%%

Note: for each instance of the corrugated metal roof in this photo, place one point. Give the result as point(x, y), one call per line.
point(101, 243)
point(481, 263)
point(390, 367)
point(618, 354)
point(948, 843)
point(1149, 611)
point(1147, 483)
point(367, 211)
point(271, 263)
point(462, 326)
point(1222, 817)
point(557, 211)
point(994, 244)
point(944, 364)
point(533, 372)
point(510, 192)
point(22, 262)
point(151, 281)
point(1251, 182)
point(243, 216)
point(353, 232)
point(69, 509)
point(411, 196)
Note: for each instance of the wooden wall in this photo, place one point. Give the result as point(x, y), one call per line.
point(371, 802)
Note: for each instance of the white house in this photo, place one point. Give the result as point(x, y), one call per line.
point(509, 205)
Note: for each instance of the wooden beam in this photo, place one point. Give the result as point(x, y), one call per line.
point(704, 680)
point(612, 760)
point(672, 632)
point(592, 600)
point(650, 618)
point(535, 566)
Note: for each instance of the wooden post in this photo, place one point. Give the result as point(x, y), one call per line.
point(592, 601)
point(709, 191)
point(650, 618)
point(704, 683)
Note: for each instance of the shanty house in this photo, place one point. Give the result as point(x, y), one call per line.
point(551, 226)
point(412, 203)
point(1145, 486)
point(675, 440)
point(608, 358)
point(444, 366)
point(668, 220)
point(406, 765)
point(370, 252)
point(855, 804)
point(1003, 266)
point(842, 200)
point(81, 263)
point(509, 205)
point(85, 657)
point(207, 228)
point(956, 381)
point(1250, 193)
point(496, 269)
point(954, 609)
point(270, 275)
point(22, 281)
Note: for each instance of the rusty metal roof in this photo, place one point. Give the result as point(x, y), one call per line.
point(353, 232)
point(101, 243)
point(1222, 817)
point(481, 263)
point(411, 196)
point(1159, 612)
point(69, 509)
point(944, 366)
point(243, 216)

%%

Work order: Would you give the listing again, word for word?

Task result:
Note: for each instance of the corrugated metal roof in this photo, place one point. Give the result as point(x, y), one call per line.
point(101, 243)
point(481, 263)
point(390, 367)
point(618, 354)
point(948, 843)
point(1149, 611)
point(1147, 483)
point(367, 211)
point(271, 263)
point(462, 326)
point(1222, 817)
point(557, 211)
point(994, 244)
point(944, 364)
point(533, 372)
point(510, 192)
point(22, 262)
point(151, 281)
point(1251, 182)
point(243, 216)
point(353, 232)
point(69, 509)
point(411, 196)
Note: for each instance of the wooden wall in this photo, place one point. Give the result as point(x, y), one call per line.
point(371, 802)
Note: for each instance of the white house in this photo, place one point. Give the result as point(x, y), one call per line.
point(509, 205)
Note: for each instance of the wooden beam in this photo, place one point. Give the result as point(x, y), one call per line.
point(704, 680)
point(612, 760)
point(672, 632)
point(592, 600)
point(650, 618)
point(535, 566)
Note: for each instance of the wooden post in this photo, place one point. Give the result as point(x, y), one call per line.
point(592, 601)
point(709, 191)
point(650, 618)
point(704, 683)
Note: for each instance of the shanty house in this photo, place one point. Give the result as point(x, y), one call per line.
point(551, 226)
point(412, 203)
point(1145, 486)
point(675, 440)
point(608, 358)
point(444, 366)
point(668, 220)
point(406, 765)
point(370, 252)
point(855, 804)
point(1003, 266)
point(842, 200)
point(81, 263)
point(509, 205)
point(85, 657)
point(207, 228)
point(956, 381)
point(1250, 193)
point(496, 269)
point(954, 609)
point(270, 275)
point(22, 281)
Note: for each instance of the rusty metal roof in this photo, place one point. Give the result as point(x, y), one call per line.
point(353, 232)
point(101, 243)
point(1222, 817)
point(481, 263)
point(411, 196)
point(1159, 612)
point(69, 509)
point(944, 366)
point(243, 216)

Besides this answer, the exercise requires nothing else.